Render every line of the items below as a two-column Markdown table headed Row and Line, numbering each row and skipping blank lines. Omit the pictures from the table.

**Data**
▬▬▬▬▬▬

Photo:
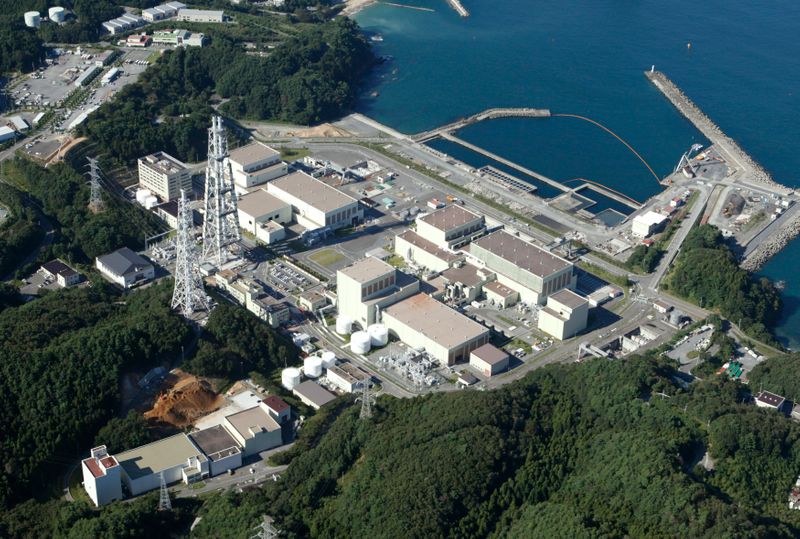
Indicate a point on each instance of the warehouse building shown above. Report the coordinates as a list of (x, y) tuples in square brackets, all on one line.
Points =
[(125, 268), (176, 457), (220, 447), (347, 377), (101, 477), (565, 315), (451, 227), (312, 394), (164, 176), (255, 164), (421, 252), (533, 272), (255, 429), (488, 360), (422, 322), (316, 204), (369, 285), (200, 15), (648, 223)]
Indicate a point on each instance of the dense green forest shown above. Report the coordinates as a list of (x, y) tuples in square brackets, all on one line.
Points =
[(707, 273), (20, 232), (309, 78), (60, 361), (63, 195), (589, 450)]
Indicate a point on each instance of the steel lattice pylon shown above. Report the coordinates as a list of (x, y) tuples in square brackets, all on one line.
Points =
[(96, 203), (188, 295), (221, 223)]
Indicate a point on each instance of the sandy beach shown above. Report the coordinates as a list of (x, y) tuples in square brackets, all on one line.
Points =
[(354, 6)]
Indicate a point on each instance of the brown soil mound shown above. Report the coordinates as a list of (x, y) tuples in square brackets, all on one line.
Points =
[(184, 398)]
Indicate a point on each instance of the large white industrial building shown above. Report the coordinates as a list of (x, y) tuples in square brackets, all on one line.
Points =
[(370, 285), (533, 272), (423, 322), (164, 176), (256, 163), (315, 203), (183, 457)]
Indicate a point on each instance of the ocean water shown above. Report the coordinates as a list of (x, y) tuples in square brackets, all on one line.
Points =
[(587, 58)]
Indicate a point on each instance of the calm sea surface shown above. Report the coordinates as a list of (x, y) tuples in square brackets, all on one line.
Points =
[(587, 58)]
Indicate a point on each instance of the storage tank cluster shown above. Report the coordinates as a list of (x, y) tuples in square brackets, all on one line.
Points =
[(312, 366), (378, 335), (57, 14), (32, 19), (344, 324), (360, 342), (290, 377)]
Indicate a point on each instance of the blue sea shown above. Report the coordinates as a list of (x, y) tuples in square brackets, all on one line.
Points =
[(739, 61)]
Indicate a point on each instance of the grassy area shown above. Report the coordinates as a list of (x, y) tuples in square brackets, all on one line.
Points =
[(396, 261), (326, 257), (293, 154), (619, 280)]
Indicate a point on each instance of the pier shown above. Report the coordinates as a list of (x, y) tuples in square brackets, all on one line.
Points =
[(460, 9), (488, 114), (495, 157)]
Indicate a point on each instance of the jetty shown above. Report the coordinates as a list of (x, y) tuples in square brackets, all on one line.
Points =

▬▬▬▬▬▬

**Finished exercise**
| Row | Line |
|---|---|
| 1 | Photo: |
| 2 | Indicate a point on each instance of the warehouse building shown above. Report the coordinates as a list of (x, y) tuples in square brackets, all on one line. |
| 3 | Points = |
| 4 | [(125, 268), (176, 457), (220, 447), (347, 377), (101, 477), (565, 315), (451, 227), (312, 394), (164, 176), (255, 164), (421, 252), (533, 272), (255, 429), (488, 360), (422, 322), (316, 204), (369, 285), (200, 15), (648, 223)] |
| 5 | Indicate a point on each instance of the dense green forest shown above. Report the coordinates as a list of (x, y) tuples in square brackets, all on one line. |
| 6 | Points = |
| 7 | [(707, 273), (20, 232), (309, 78), (60, 361), (63, 195), (589, 450)] |
| 8 | Indicate a point on each instance of the steel lattice pylon shown above. Report the coordinates as a list of (x, y) tuples in square brackets, all on one line. |
| 9 | Points = |
| 10 | [(96, 203), (188, 295), (221, 223)] |
| 11 | Indicate a point on each instance of the sandy beach shown above. Report the coordinates as a list of (x, y) tuples in square brackets, all on one line. |
| 12 | Points = |
| 13 | [(354, 6)] |
| 14 | Indicate a point on each instance of the brown soil mound shown above. Report the coordinates as a list of (x, y) tuples in square brackets, all on one line. |
| 15 | Points = |
| 16 | [(184, 398)] |
| 17 | Indicate a point on each instance of the large white industrial building shown above. Report the coordinates as a list of (x, y) tuples in square brackets, all on one line. |
| 18 | Points = |
| 19 | [(370, 285), (533, 272), (423, 322), (164, 176), (256, 163), (315, 203), (183, 457)] |
| 20 | Indicate a point on each instance of the ocean water shown above. Report the coordinates as a list of (x, y) tuples in square brackets, all on one line. |
| 21 | Points = |
| 22 | [(587, 58)] |
| 23 | Indicate a point on each instance of the calm sea surface shown above. Report the coordinates as a list of (x, y) tuples in square brackets, all on one line. |
| 24 | Points = |
| 25 | [(587, 58)] |
| 26 | Indicate a point on each instance of the storage tank cluster shown above. Report the coordinates as a list of (x, y) tuples in square brackets, all on one line. |
| 27 | Points = |
| 28 | [(312, 366), (378, 335), (57, 14), (32, 19), (344, 324), (360, 342), (290, 377)] |
| 29 | Indicate a point on each instance of the blue sea shown above. Report the coordinates as a list of (x, y) tuples in square brackets, all on one line. |
| 30 | Points = |
| 31 | [(739, 61)] |
| 32 | Indicate a point on each instance of the grassy area shown above. Report the coordinates as a list of (x, y) tuples in square brackets, all on one line. |
| 33 | Points = |
| 34 | [(396, 261), (326, 257), (293, 154), (619, 280)] |
| 35 | Indicate a point on each instance of the pier shown above. Report the coordinates as a list of (x, y) tuples in square brackets, all on one line. |
| 36 | Points = |
| 37 | [(460, 9), (488, 114), (495, 157)] |
| 38 | Indicate a point on each instance of the jetty shown above. Report the coordinates as a list of (x, y) tuples in square brackets, all on one line. |
| 39 | Points = |